### Instructions for the task:
Copy out every line of the records below word for word.
[START Supplied records]
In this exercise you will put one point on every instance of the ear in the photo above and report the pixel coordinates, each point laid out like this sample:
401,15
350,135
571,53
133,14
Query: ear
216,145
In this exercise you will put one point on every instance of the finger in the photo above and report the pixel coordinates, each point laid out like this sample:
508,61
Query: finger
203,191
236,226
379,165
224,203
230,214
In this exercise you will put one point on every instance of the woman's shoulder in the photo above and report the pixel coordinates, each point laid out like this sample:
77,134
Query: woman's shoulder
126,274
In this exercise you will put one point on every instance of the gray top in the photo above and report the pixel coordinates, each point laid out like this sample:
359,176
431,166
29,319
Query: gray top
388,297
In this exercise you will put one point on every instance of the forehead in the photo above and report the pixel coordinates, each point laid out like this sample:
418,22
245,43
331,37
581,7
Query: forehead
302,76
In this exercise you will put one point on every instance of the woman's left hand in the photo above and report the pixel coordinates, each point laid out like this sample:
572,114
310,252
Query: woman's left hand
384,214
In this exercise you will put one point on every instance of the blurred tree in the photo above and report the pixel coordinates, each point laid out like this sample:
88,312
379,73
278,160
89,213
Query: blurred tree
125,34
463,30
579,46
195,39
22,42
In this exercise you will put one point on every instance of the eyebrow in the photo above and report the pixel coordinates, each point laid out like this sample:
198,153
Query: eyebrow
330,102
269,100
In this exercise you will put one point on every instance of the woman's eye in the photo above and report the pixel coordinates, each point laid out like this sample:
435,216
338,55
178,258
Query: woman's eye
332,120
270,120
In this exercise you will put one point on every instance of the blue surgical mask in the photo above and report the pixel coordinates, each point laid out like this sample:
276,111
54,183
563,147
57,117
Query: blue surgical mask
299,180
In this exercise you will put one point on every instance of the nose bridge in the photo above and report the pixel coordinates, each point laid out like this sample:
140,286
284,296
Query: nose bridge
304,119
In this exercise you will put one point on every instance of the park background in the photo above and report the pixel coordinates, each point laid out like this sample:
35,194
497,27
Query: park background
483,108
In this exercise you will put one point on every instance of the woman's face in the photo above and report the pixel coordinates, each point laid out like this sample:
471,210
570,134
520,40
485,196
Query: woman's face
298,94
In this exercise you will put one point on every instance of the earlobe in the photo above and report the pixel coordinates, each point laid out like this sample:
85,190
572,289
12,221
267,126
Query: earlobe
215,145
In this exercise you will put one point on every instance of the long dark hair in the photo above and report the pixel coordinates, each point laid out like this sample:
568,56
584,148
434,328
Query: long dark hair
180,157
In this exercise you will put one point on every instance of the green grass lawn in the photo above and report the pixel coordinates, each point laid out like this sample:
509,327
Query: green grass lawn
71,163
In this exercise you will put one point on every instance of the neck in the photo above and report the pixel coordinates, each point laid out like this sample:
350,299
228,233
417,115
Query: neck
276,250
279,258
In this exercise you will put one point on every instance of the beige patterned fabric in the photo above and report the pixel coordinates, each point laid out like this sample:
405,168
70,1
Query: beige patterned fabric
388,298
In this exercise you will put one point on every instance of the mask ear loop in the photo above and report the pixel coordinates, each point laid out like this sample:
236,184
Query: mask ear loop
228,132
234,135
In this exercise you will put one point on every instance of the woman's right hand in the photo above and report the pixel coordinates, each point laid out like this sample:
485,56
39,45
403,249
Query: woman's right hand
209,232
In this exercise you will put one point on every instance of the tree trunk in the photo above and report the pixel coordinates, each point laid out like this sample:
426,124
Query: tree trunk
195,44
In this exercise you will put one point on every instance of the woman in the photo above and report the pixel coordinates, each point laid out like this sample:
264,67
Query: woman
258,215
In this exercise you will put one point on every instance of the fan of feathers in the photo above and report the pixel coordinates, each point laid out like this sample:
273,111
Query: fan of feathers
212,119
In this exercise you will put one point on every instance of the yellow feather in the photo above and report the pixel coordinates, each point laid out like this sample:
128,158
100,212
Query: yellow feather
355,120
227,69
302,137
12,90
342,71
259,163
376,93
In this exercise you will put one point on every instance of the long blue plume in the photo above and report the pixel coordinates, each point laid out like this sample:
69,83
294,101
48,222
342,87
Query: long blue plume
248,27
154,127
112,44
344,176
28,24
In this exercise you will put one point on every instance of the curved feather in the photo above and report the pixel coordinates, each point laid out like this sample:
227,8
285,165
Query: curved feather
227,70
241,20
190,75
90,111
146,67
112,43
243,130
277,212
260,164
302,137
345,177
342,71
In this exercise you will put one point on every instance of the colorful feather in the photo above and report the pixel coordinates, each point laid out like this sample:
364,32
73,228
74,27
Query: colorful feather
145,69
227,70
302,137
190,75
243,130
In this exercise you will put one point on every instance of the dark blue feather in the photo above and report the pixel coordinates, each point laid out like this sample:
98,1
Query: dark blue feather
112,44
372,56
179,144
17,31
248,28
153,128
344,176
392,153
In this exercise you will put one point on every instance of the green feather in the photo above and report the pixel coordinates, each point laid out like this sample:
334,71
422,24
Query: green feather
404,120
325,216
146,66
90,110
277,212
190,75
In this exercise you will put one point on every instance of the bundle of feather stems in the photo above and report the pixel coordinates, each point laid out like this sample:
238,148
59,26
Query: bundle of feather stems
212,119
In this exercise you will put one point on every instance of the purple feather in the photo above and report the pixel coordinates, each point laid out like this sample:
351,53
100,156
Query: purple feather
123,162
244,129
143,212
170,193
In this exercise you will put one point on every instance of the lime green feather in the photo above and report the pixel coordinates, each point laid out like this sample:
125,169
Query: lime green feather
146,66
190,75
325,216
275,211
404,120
[END Supplied records]
### Response to this task:
In this exercise you will put one point on every instance of the ear in the photo above and report the pixel coordinates, each point laid out like this sample:
401,15
350,135
571,53
133,14
Query: ear
216,145
In this exercise you will put one point on every instance of the finger in the photo above and report the pixel coordinates, each point laid out like this sample:
508,61
Query: finger
203,191
236,226
379,165
224,203
230,214
In this exercise you will put one point on every instance of the woman's shoulder in the photo above and report the pixel coordinates, each point laid out like this sample:
77,134
Query: woman's shoulder
126,274
In this exercise you will put one point on every instance of the gray top in the photo above and report the pixel coordinates, each point laid out like this sample:
359,176
431,166
29,319
Query: gray top
388,297
In this exercise you will put one point on every instance of the forehead in the photo above and report the pixel coordinates, each point laid out like this sample:
418,22
245,43
331,37
581,7
Query: forehead
302,76
In this exercise you will put one point on every instance of the woman's left hand in the photo above and report the pixel coordinates, each point laid out like this sample:
572,114
310,252
Query: woman's left hand
384,214
In this exercise you will put one point on every instance of the blurred tree in the photo above and report the pixel coordinates, each point laid out like this sample:
88,312
379,73
278,160
89,213
Query: blurred tree
125,34
463,30
579,46
195,39
22,42
In this exercise you will put one point on every instance of the eyebrow in the photo above and report the pixel coordinates, each point laid out like this sample:
198,153
Query: eyebrow
330,102
269,100
In this exercise you will put one point on every instance of the woman's eye in the photo above and report the pixel coordinates, each point laid out like this sample:
435,216
338,55
178,258
Query: woman's eye
332,120
270,120
In this exercise you will put one point on every instance of the blue surgical mask in the photo above and report the pixel coordinates, each point laid out like this sample:
276,111
54,183
563,147
57,117
Query: blue surgical mask
299,180
In this exercise you will put one point on every instance of the nose bridge in the photo above and report the pixel coordinates, each point laid out like this sample:
140,286
284,296
Query: nose bridge
304,119
In this exercise you will put one point on every instance of the park background in the photo above and report the pixel coordinates, each point laid out like this sample:
35,194
497,27
Query: park background
483,108
In this exercise you will put one point on every instance of the woman's face in the photo above and report the pixel coordinates, each point laid out like this sample:
471,210
570,134
520,40
485,196
Query: woman's face
298,94
In this exercise you will put one point on every instance of the earlobe in the photo above and report the pixel coordinates, each point laid out like this sample:
85,190
572,289
12,221
267,126
Query: earlobe
215,145
In this exercise you will put one point on every instance of the long dark hair in the photo above and report the pixel coordinates, each point laid out like this sample:
568,56
584,148
434,328
Query: long dark hair
180,157
In this exercise you will put one point on every instance of the green grass lawn in the photo above and report the pixel coordinates, each point laid out like this sample:
509,327
Query: green grass lawn
71,163
In this exercise you will put one point on every instance of the neck in the photo above and report the pixel coordinates, each point laid out like this sample:
350,299
228,233
417,115
Query: neck
276,250
279,258
In this exercise you will put one point on every instance of the beige patterned fabric in the photo above and report the pixel coordinates, each point laid out like this sample:
405,168
70,1
Query: beige patterned fabric
388,298
In this exercise you will put one point on every instance of the mask ear loop in the photo above and report the pixel coordinates, each point laid out like this sample:
236,184
Query: mask ear loop
228,132
234,135
In this exercise you will put one point on every instance of the woman's right hand in the photo above and report the pixel coordinates, each point laid out like this sample:
485,56
39,45
403,249
Query: woman's right hand
209,232
In this exercise you will put one point on every instance of the tree trunk in the photo above and report the pixel coordinates, each point laid out like this sample:
426,124
Query: tree trunk
195,44
In this exercise you will put one point on every instance of the woman in the photo above and report the pixel coordinates, each point laid out like this sample:
264,67
Query: woman
258,215
In this exercise you will put one point on every instance of the fan of feathers in the photo above and report the pixel coordinates, each point laid out like this sample:
273,111
Query: fan of feathers
212,119
In this exercise you will put one point on every instance of the yellow feather in the photo above and report the pixel coordinates, each point laid out like this sample:
128,158
100,212
Query: yellow feather
355,120
227,69
302,137
12,90
342,71
259,163
376,93
In this exercise you will put one point on every instance of the long blue plume in the photo above and report the pixel coordinates, each point laid out like this sample:
69,83
294,101
48,222
342,87
Query: long blue plume
248,27
154,127
112,44
344,176
28,24
In this exercise you will put one point on every instance of the curved feather in the photo above and report the pixel coordinates, each point laid out like this sample:
227,8
285,165
Query: curved feather
227,70
241,20
190,75
90,111
146,67
112,43
243,130
277,212
260,164
302,137
345,177
342,71
In this exercise you will put one point on every instance of the colorful feather in the photo above and report the pixel coordinates, each point laid out like this sample:
364,32
73,228
74,27
Query: colorful feather
145,69
227,70
302,137
190,75
243,130
In this exercise you will put one point on every instance of the dark blue feather in the photo above and report the pixel coordinates, each point laid out like this sample:
98,1
Query: dark blue feather
112,44
372,56
179,144
17,31
248,28
153,128
344,176
392,153
In this exercise you will put one point on every instance of the green feather in the photo above and report the pixel coordinates, each point laid out like this sample:
334,71
422,24
Query: green feather
404,120
325,216
146,66
90,110
277,212
190,75
In this exercise you will put one point on every instance of the bundle of feather stems in the photo above and report the pixel coordinates, each point laid out like this sample:
238,148
59,26
Query: bundle of feather stems
212,119
In this exercise you will put one point on every instance of the purple feather in the photo above and report the pixel coordinates, each point laid out like this sample:
351,53
100,156
Query: purple feather
123,162
244,129
143,212
170,193
In this exercise you will put one point on every instance of the lime green feather in the photo above and report the pixel coordinates, each point laid out like this sample:
125,169
Query: lime green feather
146,66
190,75
325,216
275,211
404,120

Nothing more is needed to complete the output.